## INPUT
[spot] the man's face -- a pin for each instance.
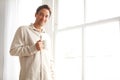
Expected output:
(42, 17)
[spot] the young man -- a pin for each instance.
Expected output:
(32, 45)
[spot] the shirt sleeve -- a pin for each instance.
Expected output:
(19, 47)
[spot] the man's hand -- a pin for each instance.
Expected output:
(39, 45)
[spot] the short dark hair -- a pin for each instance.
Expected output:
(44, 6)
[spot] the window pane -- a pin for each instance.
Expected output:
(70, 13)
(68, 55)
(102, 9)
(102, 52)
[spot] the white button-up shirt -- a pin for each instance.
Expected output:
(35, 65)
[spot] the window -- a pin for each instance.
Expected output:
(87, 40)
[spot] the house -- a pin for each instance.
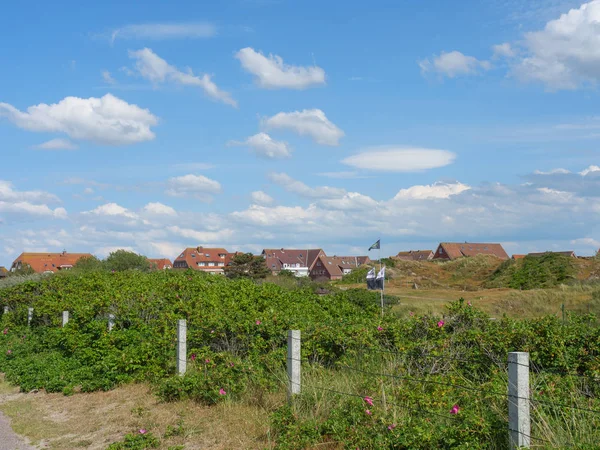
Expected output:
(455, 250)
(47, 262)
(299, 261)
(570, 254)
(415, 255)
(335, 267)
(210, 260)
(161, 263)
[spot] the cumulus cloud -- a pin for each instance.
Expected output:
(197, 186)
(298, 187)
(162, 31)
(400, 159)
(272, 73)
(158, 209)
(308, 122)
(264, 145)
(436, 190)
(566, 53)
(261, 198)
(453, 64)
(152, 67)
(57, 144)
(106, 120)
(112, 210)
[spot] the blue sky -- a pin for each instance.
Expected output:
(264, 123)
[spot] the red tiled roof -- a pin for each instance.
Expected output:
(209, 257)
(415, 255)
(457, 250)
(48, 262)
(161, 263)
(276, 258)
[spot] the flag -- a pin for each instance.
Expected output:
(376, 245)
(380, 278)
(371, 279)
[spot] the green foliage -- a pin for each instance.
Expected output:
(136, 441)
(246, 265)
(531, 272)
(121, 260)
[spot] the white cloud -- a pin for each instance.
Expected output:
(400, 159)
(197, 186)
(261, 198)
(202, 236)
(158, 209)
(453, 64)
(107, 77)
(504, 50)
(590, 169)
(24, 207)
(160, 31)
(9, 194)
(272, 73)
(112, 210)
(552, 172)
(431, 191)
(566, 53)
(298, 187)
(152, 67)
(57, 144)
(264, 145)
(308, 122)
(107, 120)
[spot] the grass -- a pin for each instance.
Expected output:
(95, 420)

* * *

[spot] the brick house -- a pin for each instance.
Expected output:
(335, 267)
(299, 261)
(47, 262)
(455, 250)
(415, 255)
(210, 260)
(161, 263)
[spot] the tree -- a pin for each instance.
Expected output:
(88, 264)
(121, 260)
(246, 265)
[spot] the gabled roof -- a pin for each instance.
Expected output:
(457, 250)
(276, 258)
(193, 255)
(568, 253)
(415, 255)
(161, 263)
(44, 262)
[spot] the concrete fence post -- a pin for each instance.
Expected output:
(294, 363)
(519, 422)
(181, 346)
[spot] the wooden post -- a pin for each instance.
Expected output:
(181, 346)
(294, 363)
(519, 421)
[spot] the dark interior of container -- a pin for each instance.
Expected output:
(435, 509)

## PROBLEM TO WORK ON
Locate each line in the material above that contains the word "dark", and copy those lines.

## COMPLETED TASK
[spot] the short dark hair -- a pin for each instance.
[spot] the dark interior of container -- a pin for each instance.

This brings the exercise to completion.